> **Work request**: Without skipping or changing anything, print all the entries.
+++
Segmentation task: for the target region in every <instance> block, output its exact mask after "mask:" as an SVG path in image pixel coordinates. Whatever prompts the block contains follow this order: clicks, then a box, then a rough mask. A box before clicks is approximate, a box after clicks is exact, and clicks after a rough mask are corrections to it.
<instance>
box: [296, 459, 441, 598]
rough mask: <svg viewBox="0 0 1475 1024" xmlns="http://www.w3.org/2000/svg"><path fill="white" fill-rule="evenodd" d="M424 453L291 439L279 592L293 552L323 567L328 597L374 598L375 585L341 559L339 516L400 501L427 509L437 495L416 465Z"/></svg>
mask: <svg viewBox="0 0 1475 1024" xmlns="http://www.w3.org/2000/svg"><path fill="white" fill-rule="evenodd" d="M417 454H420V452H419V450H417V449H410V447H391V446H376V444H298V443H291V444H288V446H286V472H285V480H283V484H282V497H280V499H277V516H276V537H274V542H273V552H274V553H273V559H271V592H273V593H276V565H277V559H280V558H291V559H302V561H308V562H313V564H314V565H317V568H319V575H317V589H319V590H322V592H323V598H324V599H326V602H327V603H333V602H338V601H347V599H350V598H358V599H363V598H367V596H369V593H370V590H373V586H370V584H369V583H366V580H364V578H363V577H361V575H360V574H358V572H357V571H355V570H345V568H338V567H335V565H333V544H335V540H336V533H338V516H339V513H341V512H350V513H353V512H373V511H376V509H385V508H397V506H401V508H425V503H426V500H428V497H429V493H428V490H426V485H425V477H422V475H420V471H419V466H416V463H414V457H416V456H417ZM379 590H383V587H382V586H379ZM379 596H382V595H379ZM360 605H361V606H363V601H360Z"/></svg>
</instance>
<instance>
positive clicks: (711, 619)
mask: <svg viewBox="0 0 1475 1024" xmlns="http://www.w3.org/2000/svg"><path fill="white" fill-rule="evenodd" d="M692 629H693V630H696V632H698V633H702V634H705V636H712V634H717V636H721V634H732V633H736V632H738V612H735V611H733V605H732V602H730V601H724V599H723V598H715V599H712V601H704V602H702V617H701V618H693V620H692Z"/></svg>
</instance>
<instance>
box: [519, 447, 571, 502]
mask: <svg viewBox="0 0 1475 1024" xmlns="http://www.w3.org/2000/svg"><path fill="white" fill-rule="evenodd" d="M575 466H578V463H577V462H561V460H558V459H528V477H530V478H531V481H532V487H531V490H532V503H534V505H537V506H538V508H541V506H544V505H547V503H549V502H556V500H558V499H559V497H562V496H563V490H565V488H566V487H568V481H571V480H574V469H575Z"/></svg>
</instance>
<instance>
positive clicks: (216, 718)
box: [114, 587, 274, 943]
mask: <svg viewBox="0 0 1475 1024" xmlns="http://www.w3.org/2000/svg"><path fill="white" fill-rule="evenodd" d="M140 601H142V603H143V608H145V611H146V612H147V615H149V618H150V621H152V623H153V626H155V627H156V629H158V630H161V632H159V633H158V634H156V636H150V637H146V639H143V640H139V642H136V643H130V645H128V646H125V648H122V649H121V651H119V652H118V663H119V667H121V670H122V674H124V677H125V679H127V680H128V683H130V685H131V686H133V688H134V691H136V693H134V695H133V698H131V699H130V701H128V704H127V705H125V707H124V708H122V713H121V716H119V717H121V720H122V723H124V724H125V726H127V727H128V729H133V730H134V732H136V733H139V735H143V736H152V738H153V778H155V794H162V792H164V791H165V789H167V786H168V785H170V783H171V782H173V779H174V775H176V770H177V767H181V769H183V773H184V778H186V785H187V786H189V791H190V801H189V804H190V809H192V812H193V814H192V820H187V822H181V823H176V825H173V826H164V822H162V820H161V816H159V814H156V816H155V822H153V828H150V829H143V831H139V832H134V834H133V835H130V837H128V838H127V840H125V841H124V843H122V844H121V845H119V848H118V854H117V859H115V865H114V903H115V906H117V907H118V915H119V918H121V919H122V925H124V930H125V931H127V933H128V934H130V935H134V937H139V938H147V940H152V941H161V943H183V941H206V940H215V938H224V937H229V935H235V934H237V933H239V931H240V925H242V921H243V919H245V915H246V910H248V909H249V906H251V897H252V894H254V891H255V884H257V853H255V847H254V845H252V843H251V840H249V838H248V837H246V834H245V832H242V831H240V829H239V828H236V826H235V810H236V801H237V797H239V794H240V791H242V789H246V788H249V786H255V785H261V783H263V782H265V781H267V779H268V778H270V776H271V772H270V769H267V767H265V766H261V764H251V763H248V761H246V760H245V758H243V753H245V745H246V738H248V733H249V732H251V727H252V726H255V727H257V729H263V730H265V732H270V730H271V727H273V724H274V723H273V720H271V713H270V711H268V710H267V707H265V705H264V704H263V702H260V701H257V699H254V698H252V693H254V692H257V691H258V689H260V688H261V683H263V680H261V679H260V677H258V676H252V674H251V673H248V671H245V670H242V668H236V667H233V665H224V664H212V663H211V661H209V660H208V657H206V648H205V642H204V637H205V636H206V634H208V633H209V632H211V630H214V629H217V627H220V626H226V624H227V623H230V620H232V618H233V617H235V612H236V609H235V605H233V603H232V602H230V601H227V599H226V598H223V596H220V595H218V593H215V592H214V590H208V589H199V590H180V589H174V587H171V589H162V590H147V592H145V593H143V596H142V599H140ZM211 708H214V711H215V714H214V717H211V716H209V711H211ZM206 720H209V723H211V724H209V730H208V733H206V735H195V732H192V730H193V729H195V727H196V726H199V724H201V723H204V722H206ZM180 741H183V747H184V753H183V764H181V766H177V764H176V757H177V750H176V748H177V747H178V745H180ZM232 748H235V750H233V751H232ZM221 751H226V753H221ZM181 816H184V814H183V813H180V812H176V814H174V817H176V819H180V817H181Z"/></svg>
+++
> **Output of the task**:
Segmentation task: for the target region in every <instance> block, output its exact mask after "mask:" as an SVG path in image pixel coordinates. Whatever prompts the block contains follow this order: clicks, then a box, then a rough mask. A box before clicks is approximate, a box after clicks is exact, and clicks after a rough mask are corrections to it.
<instance>
box: [296, 459, 441, 598]
rough mask: <svg viewBox="0 0 1475 1024" xmlns="http://www.w3.org/2000/svg"><path fill="white" fill-rule="evenodd" d="M424 453L291 439L279 592L293 552L323 567L328 597L374 598L375 585L341 559L339 516L400 501L427 509L437 495L416 465Z"/></svg>
mask: <svg viewBox="0 0 1475 1024" xmlns="http://www.w3.org/2000/svg"><path fill="white" fill-rule="evenodd" d="M417 454H420V452H419V450H417V449H410V447H391V446H376V444H298V443H291V444H288V446H286V472H285V480H283V484H282V497H280V499H277V516H276V537H274V542H273V552H274V553H273V559H271V592H273V593H276V565H277V559H280V558H291V559H302V561H308V562H313V564H314V565H317V568H319V575H317V589H319V590H322V592H323V598H324V599H326V602H327V603H333V602H338V601H347V599H350V598H358V599H363V598H367V596H369V593H370V590H373V586H370V584H369V583H366V580H364V578H363V577H361V575H360V574H358V572H357V571H355V570H345V568H338V567H335V565H333V544H335V540H336V533H338V516H339V513H341V512H350V513H353V512H373V511H376V509H385V508H397V506H401V508H425V503H426V500H428V497H429V493H428V490H426V485H425V477H422V475H420V471H419V466H416V463H414V457H416V456H417ZM379 590H383V587H382V586H379ZM379 596H382V595H379ZM360 605H361V606H363V601H360Z"/></svg>
</instance>
<instance>
positive clicks: (711, 619)
mask: <svg viewBox="0 0 1475 1024" xmlns="http://www.w3.org/2000/svg"><path fill="white" fill-rule="evenodd" d="M692 629H693V630H696V632H698V633H702V634H705V636H712V634H717V636H721V634H732V633H736V632H738V612H735V611H733V605H732V602H730V601H724V599H723V598H715V599H712V601H704V602H702V617H701V618H693V620H692Z"/></svg>
</instance>
<instance>
box: [519, 447, 571, 502]
mask: <svg viewBox="0 0 1475 1024" xmlns="http://www.w3.org/2000/svg"><path fill="white" fill-rule="evenodd" d="M575 466H578V463H577V462H561V460H558V459H528V477H530V478H531V481H532V487H531V490H532V503H534V505H537V506H538V508H541V506H544V505H547V503H549V502H556V500H558V499H559V497H562V496H563V490H565V488H566V487H568V481H571V480H574V469H575Z"/></svg>
</instance>
<instance>
positive clicks: (216, 718)
box: [114, 587, 274, 943]
mask: <svg viewBox="0 0 1475 1024" xmlns="http://www.w3.org/2000/svg"><path fill="white" fill-rule="evenodd" d="M140 601H142V603H143V608H145V611H146V612H147V615H149V618H150V621H152V623H153V626H155V627H156V629H158V630H161V632H159V633H158V634H156V636H150V637H146V639H143V640H139V642H136V643H130V645H128V646H125V648H122V649H121V651H119V652H118V663H119V667H121V670H122V674H124V677H125V679H127V680H128V683H130V685H131V686H133V688H134V691H136V693H134V695H133V698H131V699H130V701H128V704H127V705H125V707H124V708H122V713H121V716H119V717H121V720H122V723H124V724H125V726H127V727H128V729H133V730H134V732H136V733H139V735H143V736H152V738H153V778H155V794H162V792H164V791H165V789H167V786H168V785H170V783H171V782H173V779H174V775H176V770H177V767H181V769H183V773H184V778H186V785H187V786H189V791H190V801H189V804H190V809H192V812H193V814H192V820H187V822H181V823H176V825H173V826H164V822H162V820H161V816H159V814H156V816H155V822H153V828H150V829H143V831H139V832H134V834H133V835H130V837H128V838H127V840H125V841H124V843H122V844H121V845H119V848H118V854H117V859H115V865H114V903H115V906H117V907H118V915H119V918H121V919H122V925H124V930H125V931H127V933H128V934H130V935H134V937H139V938H147V940H152V941H161V943H183V941H206V940H215V938H224V937H229V935H235V934H237V933H239V931H240V925H242V921H243V919H245V915H246V910H248V909H249V906H251V897H252V894H254V891H255V884H257V853H255V847H254V845H252V843H251V840H249V838H248V837H246V834H245V832H242V831H240V829H239V828H236V826H235V810H236V801H237V797H239V794H240V791H242V789H246V788H249V786H255V785H261V783H263V782H265V781H267V779H268V778H270V776H271V772H270V769H267V767H265V766H261V764H251V763H248V761H246V760H245V758H243V753H245V745H246V738H248V733H249V732H251V727H252V726H255V727H257V729H263V730H265V732H270V730H271V727H273V724H274V723H273V720H271V713H270V711H268V710H267V707H265V705H264V704H263V702H260V701H257V699H254V698H252V693H254V692H257V691H258V689H260V688H261V683H263V680H261V679H260V677H258V676H252V674H251V673H248V671H245V670H242V668H236V667H233V665H224V664H212V663H211V661H209V660H208V657H206V648H205V642H204V637H205V636H206V634H208V633H209V632H211V630H214V629H217V627H220V626H226V624H227V623H230V620H232V618H233V617H235V612H236V609H235V605H233V603H232V602H230V601H227V599H226V598H223V596H220V595H218V593H215V592H214V590H208V589H199V590H180V589H174V587H171V589H162V590H147V592H145V593H143V596H142V599H140ZM211 708H214V711H215V714H214V717H211V716H209V711H211ZM206 720H209V723H211V724H209V730H208V733H206V735H195V732H192V730H193V729H195V727H196V726H199V724H201V723H204V722H206ZM180 741H183V747H184V753H183V764H181V766H177V764H176V757H177V750H176V748H177V747H178V745H180ZM232 748H235V750H233V751H232ZM221 751H226V753H221ZM181 816H184V814H183V813H180V812H176V814H174V817H176V819H180V817H181Z"/></svg>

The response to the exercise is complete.